Instruction for the data below: set down exactly the lines from the line with "Look at the photo above. For every instance of the yellow" to the line with "Look at the photo above. For every instance of the worker", inclusive, and no others.

### RECORDS SHOWN

---+---

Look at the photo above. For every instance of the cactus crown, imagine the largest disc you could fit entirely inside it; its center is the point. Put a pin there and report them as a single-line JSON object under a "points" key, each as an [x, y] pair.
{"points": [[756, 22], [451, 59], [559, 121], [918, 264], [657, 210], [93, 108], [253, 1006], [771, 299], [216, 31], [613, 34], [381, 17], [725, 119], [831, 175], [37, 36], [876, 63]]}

---+---

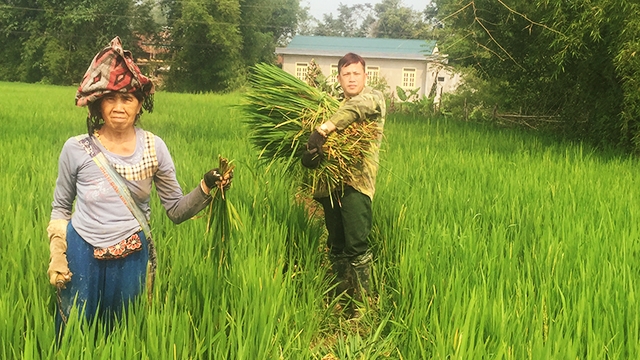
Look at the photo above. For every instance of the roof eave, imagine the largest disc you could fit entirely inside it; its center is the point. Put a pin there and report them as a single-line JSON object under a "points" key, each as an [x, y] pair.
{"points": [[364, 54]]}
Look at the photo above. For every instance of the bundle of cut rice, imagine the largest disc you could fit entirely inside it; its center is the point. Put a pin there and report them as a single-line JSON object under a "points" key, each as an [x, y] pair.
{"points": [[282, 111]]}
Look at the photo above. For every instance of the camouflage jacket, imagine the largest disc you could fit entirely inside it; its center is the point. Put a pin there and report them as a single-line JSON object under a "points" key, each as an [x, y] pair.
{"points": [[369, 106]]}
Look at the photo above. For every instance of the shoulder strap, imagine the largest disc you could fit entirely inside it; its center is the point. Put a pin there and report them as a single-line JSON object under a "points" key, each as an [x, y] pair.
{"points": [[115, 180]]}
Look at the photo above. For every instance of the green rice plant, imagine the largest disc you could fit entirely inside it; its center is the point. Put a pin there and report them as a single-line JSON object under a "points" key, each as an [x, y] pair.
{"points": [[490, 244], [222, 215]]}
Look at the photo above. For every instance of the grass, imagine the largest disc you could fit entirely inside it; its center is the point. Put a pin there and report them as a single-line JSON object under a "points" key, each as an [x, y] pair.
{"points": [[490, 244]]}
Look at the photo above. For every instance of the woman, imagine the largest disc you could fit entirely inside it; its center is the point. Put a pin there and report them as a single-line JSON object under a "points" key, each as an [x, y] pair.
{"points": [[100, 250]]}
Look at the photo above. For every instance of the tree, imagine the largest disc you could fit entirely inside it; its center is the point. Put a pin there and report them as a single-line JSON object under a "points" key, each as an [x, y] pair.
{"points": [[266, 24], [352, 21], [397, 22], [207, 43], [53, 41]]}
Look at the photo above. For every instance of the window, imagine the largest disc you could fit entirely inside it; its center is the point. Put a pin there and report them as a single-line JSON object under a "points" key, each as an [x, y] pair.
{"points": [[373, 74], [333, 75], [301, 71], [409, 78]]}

---+---

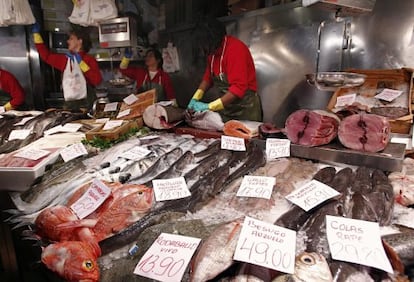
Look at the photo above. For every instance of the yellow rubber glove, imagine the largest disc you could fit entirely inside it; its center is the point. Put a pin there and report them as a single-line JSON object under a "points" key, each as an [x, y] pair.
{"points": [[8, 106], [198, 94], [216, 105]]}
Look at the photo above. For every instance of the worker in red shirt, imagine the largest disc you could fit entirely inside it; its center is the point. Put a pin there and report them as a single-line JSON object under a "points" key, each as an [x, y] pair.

---+---

### REPLY
Look at the photo above. For every instance of the yellow rubber glove, imagine the largest disc you could fit entirely inside it; its center is the point. Put a pin there and report them as a single-line JSON object under a "points" key, each as an [x, y] pair.
{"points": [[8, 106], [198, 94], [216, 105]]}
Look at the photo above. For every instance of the worker in red shirt, imagine the largest disc you could fit entirely inside it; its center is the point. Put a pin there and report them as a single-line JSON object under a "points" key, each as an [x, y] pair.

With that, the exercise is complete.